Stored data

'''

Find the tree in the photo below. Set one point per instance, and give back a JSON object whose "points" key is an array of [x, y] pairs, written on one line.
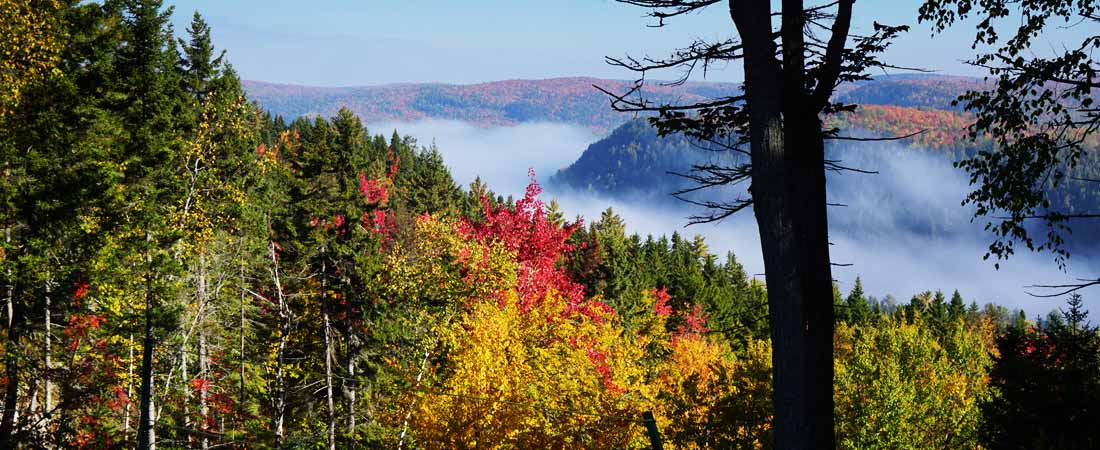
{"points": [[1040, 113], [151, 189], [1048, 380], [790, 75], [906, 384], [31, 40]]}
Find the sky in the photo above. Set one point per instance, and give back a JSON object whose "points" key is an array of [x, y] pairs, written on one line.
{"points": [[373, 42]]}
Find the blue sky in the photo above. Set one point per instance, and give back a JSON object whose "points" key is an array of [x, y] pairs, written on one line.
{"points": [[371, 42]]}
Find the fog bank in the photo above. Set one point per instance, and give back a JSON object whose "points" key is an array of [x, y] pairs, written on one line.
{"points": [[903, 230]]}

'''

Each word of the data should be repeated exactly, and the pictures left out.

Find the tree in the photo below. Set one point per instance, and give back a JSON object whose "points" key is an array of [x, y] pairs, written on one line.
{"points": [[1040, 113], [151, 189], [1048, 380], [790, 75], [906, 384], [31, 40]]}
Find the sky in the photo above. Set one point per instance, and give back a JSON object whose "points" key is an array of [x, y] pairs, written on one line.
{"points": [[373, 42]]}
Find the blue sky in the photo above. Set one point per instance, and give back a JSON object whose "points" key is an array of [x, y] pairs, written on one line.
{"points": [[371, 42]]}
Find the fog bank in the photo above. Set one point per instance, and give back a JSON object whose "points" key is an array of [x, y] pairs, written on one line.
{"points": [[903, 230]]}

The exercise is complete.